From the establishment of Jamestown in 1607, until the sundering of the Union, a period of roughly 250 years, English, and later American, governments had a very poor record in relations with Native American tribes. In 1861, however, a new “white” government emerged in the American South, the Confederate States of America. The new Southern Republic sought to gain an alliance with tribes of the Indian Territory, many of which once held ancient lands within the bounds of the new nation. One of these tribes was the Cherokee, and soon after hostilities broke out between the United States and the Confederacy, they cast their lot with the South. One of the Cherokee’s most able statesmen was Elias Cornelius Boudinot, who served as a lieutenant colonel in the Southern army and a member of the Confederate Congress.

■ Source excerpt ■
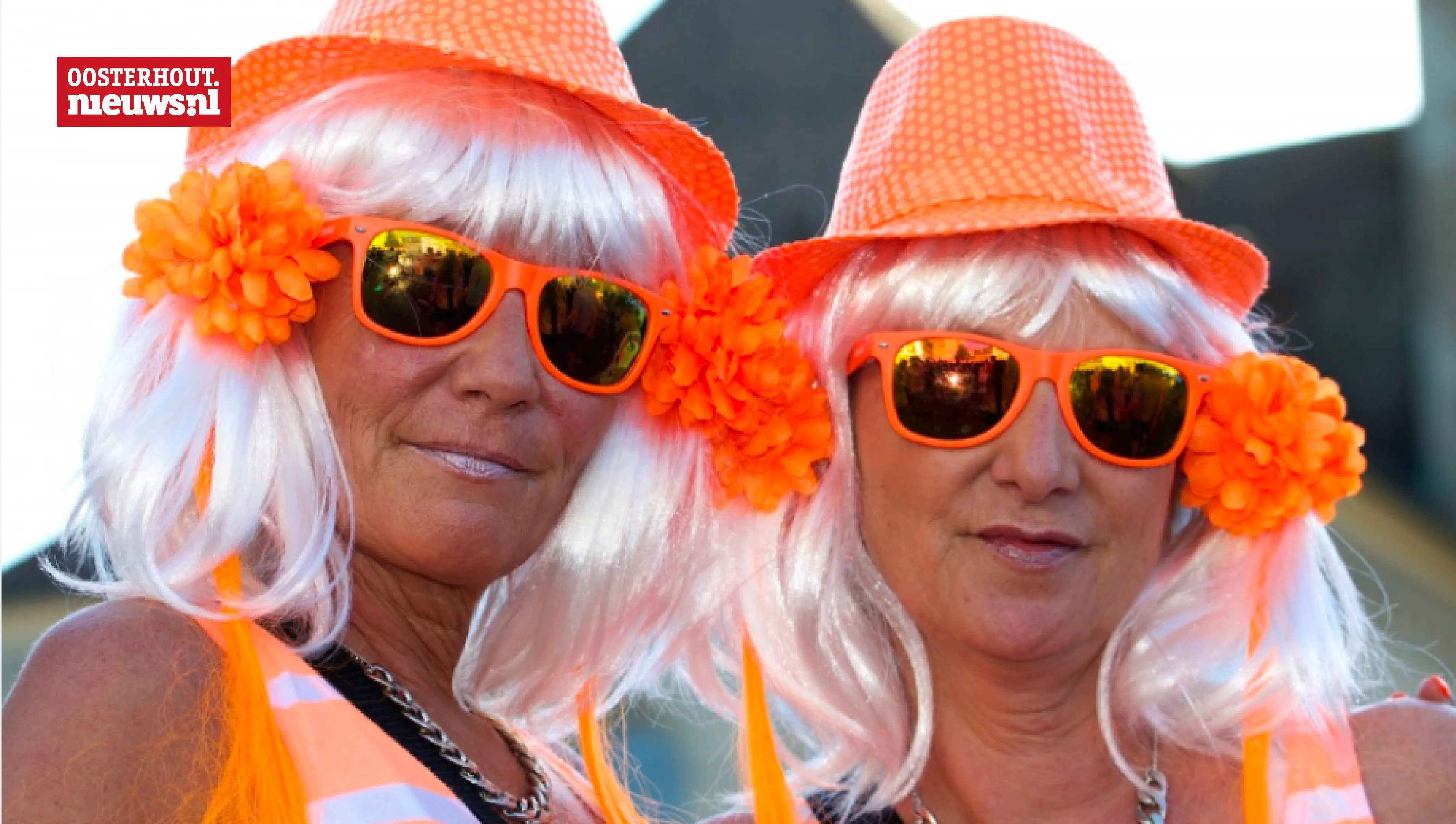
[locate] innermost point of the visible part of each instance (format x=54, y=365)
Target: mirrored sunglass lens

■ Exercise ■
Answer these questions from the passage on the Cherokee and the Confederacy, one per line:
1. In what year was Jamestown established?
2. What new government emerged in the American South in 1861?
3. What two positions did Elias Cornelius Boudinot hold?

■ Finished answer ■
1. 1607
2. The Confederate States of America
3. Lieutenant colonel in the Southern army and member of the Confederate Congress